**WHAT IS NEEDED:**
Update everything from the first of the lines down to and including the one containing "M121 154L121 148L122", replacing "framed photograph" with "framed print" and leaving all else unchanged.

Stored records:

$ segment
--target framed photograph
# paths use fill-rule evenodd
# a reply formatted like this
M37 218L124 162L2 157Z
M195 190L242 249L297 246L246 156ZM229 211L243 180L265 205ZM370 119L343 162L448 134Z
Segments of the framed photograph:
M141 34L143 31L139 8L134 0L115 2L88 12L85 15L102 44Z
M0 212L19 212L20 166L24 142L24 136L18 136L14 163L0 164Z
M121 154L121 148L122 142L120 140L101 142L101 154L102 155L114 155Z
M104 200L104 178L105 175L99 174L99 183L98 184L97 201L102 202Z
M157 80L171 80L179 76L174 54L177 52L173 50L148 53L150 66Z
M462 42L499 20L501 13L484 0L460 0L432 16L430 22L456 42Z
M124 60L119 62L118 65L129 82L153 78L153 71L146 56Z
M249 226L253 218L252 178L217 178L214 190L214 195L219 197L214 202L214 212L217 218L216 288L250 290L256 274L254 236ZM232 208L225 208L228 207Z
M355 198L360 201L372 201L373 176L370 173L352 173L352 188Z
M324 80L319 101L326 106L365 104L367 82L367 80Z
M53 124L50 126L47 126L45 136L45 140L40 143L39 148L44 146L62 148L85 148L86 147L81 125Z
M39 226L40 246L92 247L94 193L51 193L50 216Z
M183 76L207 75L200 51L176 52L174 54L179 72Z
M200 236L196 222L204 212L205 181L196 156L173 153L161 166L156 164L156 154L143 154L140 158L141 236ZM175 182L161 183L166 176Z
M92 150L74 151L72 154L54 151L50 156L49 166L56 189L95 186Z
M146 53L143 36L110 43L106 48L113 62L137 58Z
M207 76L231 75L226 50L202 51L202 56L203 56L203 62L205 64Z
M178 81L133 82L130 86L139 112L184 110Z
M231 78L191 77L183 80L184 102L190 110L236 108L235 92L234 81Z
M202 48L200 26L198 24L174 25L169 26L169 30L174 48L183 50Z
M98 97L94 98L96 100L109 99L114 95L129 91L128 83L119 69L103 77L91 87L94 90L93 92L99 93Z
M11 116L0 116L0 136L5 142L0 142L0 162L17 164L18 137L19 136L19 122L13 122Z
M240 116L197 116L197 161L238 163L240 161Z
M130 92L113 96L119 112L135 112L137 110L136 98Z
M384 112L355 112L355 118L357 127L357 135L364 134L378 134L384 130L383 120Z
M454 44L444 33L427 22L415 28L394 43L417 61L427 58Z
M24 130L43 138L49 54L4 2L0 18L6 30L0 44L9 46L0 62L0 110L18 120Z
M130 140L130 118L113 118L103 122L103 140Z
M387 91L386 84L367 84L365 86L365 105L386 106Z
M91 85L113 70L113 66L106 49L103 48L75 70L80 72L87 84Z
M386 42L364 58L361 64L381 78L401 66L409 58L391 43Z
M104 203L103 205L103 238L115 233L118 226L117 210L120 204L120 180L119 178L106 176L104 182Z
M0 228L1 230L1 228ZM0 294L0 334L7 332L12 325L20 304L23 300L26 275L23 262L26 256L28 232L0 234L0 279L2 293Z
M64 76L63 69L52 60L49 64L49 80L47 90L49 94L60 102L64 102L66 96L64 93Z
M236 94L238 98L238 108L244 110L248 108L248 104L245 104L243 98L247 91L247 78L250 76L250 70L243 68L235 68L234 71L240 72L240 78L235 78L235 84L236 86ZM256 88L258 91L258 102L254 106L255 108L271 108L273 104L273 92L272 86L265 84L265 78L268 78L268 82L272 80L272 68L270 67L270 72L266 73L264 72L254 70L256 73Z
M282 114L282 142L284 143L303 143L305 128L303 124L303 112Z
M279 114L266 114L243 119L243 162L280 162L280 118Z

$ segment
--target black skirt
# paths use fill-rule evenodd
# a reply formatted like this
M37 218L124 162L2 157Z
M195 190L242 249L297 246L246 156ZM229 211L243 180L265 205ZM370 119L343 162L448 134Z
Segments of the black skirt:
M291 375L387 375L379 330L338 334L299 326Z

**SOLUTION TO THIS TASK:**
$ segment
--target framed print
# paths use fill-rule evenodd
# a reply formatted like this
M37 218L124 162L2 157Z
M195 190L242 249L297 246L246 156ZM229 211L243 180L265 205ZM370 119L343 162L448 134Z
Segments of the framed print:
M141 34L143 31L139 8L134 0L115 2L88 12L85 15L102 44Z
M0 212L19 212L20 166L24 142L24 136L18 136L14 163L0 164Z
M121 154L121 148L122 142L120 140L101 142L101 154L102 155L114 155Z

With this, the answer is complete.